» **Records for this exercise**
■ ■ ■

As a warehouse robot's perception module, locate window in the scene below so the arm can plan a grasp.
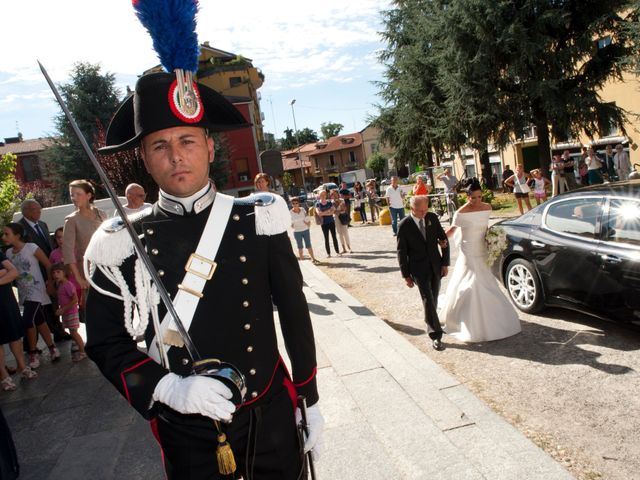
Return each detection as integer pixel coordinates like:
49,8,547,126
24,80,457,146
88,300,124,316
606,199,640,246
545,198,602,238
20,155,42,182
597,35,611,50
236,158,250,182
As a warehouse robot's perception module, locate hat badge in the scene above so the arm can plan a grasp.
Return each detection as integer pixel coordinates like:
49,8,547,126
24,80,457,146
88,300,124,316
169,69,204,123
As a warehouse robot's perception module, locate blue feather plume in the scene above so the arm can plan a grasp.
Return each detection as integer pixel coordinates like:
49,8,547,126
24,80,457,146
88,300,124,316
133,0,200,72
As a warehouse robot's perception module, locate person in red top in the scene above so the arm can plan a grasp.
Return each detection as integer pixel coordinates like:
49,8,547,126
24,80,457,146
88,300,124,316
51,263,87,362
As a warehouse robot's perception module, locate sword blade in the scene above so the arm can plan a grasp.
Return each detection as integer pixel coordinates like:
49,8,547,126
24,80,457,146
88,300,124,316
38,62,202,368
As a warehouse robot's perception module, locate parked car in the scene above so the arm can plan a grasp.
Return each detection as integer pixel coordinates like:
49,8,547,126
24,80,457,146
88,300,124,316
491,180,640,325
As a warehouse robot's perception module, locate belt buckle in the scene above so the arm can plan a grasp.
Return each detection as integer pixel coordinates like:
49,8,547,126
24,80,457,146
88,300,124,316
184,253,218,280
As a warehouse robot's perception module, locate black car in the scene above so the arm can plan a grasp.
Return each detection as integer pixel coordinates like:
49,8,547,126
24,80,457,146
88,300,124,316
491,180,640,325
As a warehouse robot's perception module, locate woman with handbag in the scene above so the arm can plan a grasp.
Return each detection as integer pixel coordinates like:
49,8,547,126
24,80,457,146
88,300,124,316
315,190,340,258
331,190,351,254
584,147,604,185
289,197,318,264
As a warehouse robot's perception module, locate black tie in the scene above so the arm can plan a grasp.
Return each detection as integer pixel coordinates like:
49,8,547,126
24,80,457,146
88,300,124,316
34,223,49,243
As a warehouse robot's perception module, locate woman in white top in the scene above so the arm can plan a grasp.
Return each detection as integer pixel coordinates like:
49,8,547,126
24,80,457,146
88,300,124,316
331,190,351,254
504,167,531,215
440,183,520,342
289,197,318,264
584,147,604,185
2,223,60,368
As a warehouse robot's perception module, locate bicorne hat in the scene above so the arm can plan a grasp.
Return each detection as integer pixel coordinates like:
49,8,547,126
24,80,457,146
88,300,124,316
99,72,250,154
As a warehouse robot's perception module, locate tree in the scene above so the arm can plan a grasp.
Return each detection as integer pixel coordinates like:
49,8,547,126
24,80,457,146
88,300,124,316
43,62,120,199
0,153,20,225
366,152,388,176
320,122,344,140
373,0,640,178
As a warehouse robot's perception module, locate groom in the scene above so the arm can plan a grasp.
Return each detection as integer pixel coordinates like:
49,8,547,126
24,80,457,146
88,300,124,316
397,195,449,350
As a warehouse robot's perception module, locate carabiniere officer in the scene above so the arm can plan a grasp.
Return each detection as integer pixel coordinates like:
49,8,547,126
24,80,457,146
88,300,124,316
85,73,323,480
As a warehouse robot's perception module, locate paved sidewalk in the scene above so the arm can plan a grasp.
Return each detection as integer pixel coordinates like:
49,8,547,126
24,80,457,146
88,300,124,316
0,261,573,480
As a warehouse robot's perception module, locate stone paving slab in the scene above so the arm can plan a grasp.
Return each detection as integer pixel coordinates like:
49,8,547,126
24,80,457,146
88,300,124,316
0,256,572,480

■ ■ ■

» **Set task**
Reproduce all of the lines above word for word, leaving out the pictures.

» **Full solution**
As a warehouse robot's perception module, locate window in the scene below so the arm can plan a grasp.
Return each detection as integer pixel coordinates like:
49,8,547,126
24,80,457,146
88,300,124,316
606,199,640,246
545,198,602,238
20,155,42,182
597,35,611,50
236,158,250,182
As a warehouse robot's perception module, locate hat badge in the scene above so the arm can plan a grasp.
Return each detection as integer pixel coordinates like:
49,8,547,126
24,80,457,146
88,300,124,316
169,69,204,123
As a warehouse robot's perception module, locate blue feather plume in the scene above so the arm can plan a grasp.
Return each detection as integer pixel coordinates like:
49,8,547,126
24,80,457,146
88,300,124,316
133,0,200,72
As a warehouse robot's perception module, locate person in red top in the scene above so the arm can plan a grasp.
Return each detection as integer pixel coordinates like:
49,8,547,126
24,80,457,146
88,300,124,316
51,263,87,362
As a warehouse robot's perception module, locate sword blade in the scene above so the arm can plan a grasp.
Return each detection as integer pixel coordinates like:
49,8,547,126
24,80,457,146
88,300,124,316
38,62,202,368
As a warehouse robot's perception module, locate parked car in the scene above so the arm can plan a grasp.
Return each detection as integer pixel coordinates like:
49,8,547,126
24,80,457,146
88,300,124,316
491,180,640,325
As a warehouse robot's perception module, locate belt buckle in the scene above so the arm can plan a grasp.
Return each detection as integer pixel coordinates like:
49,8,547,126
24,80,457,146
88,300,124,316
184,253,218,280
As a warehouse robot's perception module, locate black car in the scene above so the arm can plan a grasp.
Return each detection as integer pixel coordinates like:
49,8,547,126
24,80,457,146
88,300,124,316
491,180,640,325
As a warehouse robot's perception module, locate woman with handbag in the scene above so the arm can plan a grasp.
Return each detection as integer pixel coordinates like:
49,8,547,126
24,80,457,146
88,300,124,316
315,190,340,258
331,190,351,254
584,147,604,185
289,197,318,264
As a warehouse robot's perception module, locate black tie in the scene above so the arm can plan a grasp.
Return each detection as integer pixel coordinates like:
49,8,547,126
24,80,457,146
88,300,124,316
34,223,49,243
As a warehouse robot's perception module, locate woman in white top in the scene above so the arm can plan a grasp.
Return each detection as integer pixel coordinates like:
49,8,547,126
24,80,457,146
88,300,124,316
331,190,351,254
504,167,531,215
440,183,520,342
289,197,318,264
584,147,604,185
2,223,60,368
As a warehouse robot's perception module, locate bicorne hat in the scene above so the arm can plan a grasp.
Return each detection as integer pixel coordinates like:
49,8,547,126
24,80,457,146
88,300,124,316
99,72,250,154
As a warehouse robot's perception module, locate tree in the scene above so the arm can plan a grasp.
Return each detection as integer pixel coordinates like:
49,8,547,126
24,80,457,146
88,300,124,316
43,62,120,199
0,153,20,225
366,152,388,176
320,122,344,140
373,0,640,178
As a warehouse robot's perception module, locate groom in the scene above so the arm can plan a grasp.
Return each detection as integer pixel coordinates like:
49,8,547,126
24,80,457,146
88,300,124,316
397,195,449,350
As a warehouse robot's perception module, locate carabiniere officer in the scene above so the arm can plan a grasp.
Return each detection as integer pixel coordinates like:
49,8,547,126
24,80,457,146
88,300,124,316
85,73,323,480
As a warehouse robot's perception module, locate paved sidewalk in the scene above so the arm can plan a grasp.
Return each detection as integer pixel coordinates like:
49,8,547,126
24,80,457,146
88,300,124,316
0,261,573,480
As a warehouse robot's perception module, locate stone paving slab in the scene above so the arm can plan a grasp.
Return each detection as integer pixel coordinates like:
49,8,547,126
24,80,457,146
88,300,124,316
0,256,572,480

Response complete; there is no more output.